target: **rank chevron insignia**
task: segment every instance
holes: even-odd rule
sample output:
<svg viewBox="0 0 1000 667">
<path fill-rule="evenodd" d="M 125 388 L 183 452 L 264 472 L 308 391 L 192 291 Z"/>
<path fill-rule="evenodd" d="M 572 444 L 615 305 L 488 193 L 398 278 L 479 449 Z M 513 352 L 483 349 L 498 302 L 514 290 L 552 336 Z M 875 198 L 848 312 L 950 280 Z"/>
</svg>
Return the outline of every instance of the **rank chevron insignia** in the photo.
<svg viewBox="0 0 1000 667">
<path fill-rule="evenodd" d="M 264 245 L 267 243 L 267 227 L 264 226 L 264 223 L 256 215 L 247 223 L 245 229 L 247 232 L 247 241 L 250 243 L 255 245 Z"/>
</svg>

## Your instructions
Reproduce each entry precisely, so that nothing differs from the original.

## Written response
target: **rank chevron insignia**
task: segment every instance
holes: even-odd rule
sample output:
<svg viewBox="0 0 1000 667">
<path fill-rule="evenodd" d="M 125 388 L 183 452 L 264 472 L 308 391 L 192 291 Z"/>
<path fill-rule="evenodd" d="M 572 444 L 615 305 L 488 193 L 398 278 L 479 449 Z M 513 352 L 483 349 L 498 302 L 514 290 L 552 336 Z M 875 198 L 848 312 L 950 280 Z"/>
</svg>
Return the outline of every instance of the **rank chevron insignia** in the photo.
<svg viewBox="0 0 1000 667">
<path fill-rule="evenodd" d="M 264 245 L 267 243 L 267 227 L 264 226 L 264 223 L 256 215 L 247 223 L 245 229 L 247 232 L 247 241 L 250 243 L 255 245 Z"/>
</svg>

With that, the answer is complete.